> Exercise directions
Each record below needs to be copied out exactly as it stands.

> Data extract
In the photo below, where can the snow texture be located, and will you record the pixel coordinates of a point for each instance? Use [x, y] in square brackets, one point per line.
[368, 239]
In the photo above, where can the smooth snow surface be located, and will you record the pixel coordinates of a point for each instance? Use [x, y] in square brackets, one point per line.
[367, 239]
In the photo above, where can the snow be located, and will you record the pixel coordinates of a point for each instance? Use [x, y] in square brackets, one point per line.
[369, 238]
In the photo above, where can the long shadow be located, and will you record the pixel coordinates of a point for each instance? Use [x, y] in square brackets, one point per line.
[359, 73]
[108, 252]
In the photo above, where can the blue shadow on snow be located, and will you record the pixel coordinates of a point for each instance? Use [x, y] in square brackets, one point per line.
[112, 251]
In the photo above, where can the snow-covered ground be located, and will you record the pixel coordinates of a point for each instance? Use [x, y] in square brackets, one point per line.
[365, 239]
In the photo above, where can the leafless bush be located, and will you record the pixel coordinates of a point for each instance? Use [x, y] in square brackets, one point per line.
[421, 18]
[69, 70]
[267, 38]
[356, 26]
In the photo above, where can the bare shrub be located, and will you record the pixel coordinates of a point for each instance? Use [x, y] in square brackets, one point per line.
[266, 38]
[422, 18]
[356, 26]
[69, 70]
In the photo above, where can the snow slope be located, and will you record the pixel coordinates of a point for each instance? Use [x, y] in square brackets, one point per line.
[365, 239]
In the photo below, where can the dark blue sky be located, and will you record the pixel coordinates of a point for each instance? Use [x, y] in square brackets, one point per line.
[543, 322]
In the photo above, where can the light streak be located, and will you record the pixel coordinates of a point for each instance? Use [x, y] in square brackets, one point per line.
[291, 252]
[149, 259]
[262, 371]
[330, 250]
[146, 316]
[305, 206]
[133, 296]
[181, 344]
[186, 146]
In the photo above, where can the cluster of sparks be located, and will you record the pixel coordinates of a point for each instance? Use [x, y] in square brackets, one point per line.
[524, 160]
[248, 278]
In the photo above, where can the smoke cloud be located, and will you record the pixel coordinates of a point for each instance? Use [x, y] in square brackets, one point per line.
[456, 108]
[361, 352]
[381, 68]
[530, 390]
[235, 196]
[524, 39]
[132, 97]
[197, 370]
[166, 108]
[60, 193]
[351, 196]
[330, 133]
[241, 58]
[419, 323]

> Task response
In the photo below, where can the snow texture be located, and will you record the pixel coordinates of a point for each instance? Use [x, y] in square brackets, one point per line.
[368, 239]
In the photo above, where can the smooth snow surface be located, and will you record the pixel coordinates of a point for each instance? Use [x, y] in square brackets, one point per line.
[367, 239]
In the photo above, where can the snow be located, and will you record the pixel coordinates of a point for each instance? Use [x, y] in square brackets, one point per line.
[369, 238]
In the photo above, where can the long shadow be located, and will you record the pixel coordinates of a point for each instance? Use [x, y] in square brackets, one point per line.
[359, 73]
[108, 252]
In the photo above, where can the blue shadow on snow be located, and will you record the pixel coordinates of a point for each instance? Use [x, y] in square brackets, one point per line.
[112, 251]
In the photo above, where can the snow-covered ground be located, and will you record the pixel coordinates of a point for each instance? Use [x, y] in square brackets, one point per line.
[365, 239]
In the photo above, where can the leafless bush be located, and will you record the pixel coordinates of a point for each instance? Use [x, y] in square brackets, one point per line.
[421, 18]
[69, 70]
[267, 38]
[356, 26]
In the photo above, where can the bare shrub be located, and will you record the pixel coordinates of a point for each instance? Use [x, y] in square brackets, one point per line.
[266, 38]
[422, 18]
[356, 26]
[69, 70]
In the photo above, where can the snow slope be located, and will you record the pixel coordinates of a point for each instance? Use [x, y] in square brackets, one point per line.
[365, 239]
In the photo below, where can the dark blue sky be located, and will you record the pixel coordinates of a point for each instance? Use [x, y] in square brackets, one point per line.
[543, 322]
In the photo above, where can the light streak be located, and will you record the pixel coordinates of a point for each instance? Use [x, y] in square brackets, one point per line.
[291, 252]
[149, 259]
[262, 371]
[330, 250]
[146, 316]
[305, 206]
[133, 296]
[181, 344]
[186, 146]
In the photo above, where can the cluster of sparks be located, and will you record the pixel coordinates of a point for each instance? Use [x, y] in square brackets, one point per line.
[524, 160]
[248, 278]
In the photo above, where can the smoke cloud be located, and will you record the pixel coordinates of a point for each instance? Use [x, y] in square brackets, one point per line.
[456, 108]
[361, 352]
[381, 68]
[530, 390]
[235, 196]
[524, 39]
[132, 97]
[197, 370]
[166, 108]
[60, 193]
[351, 196]
[330, 133]
[241, 58]
[419, 323]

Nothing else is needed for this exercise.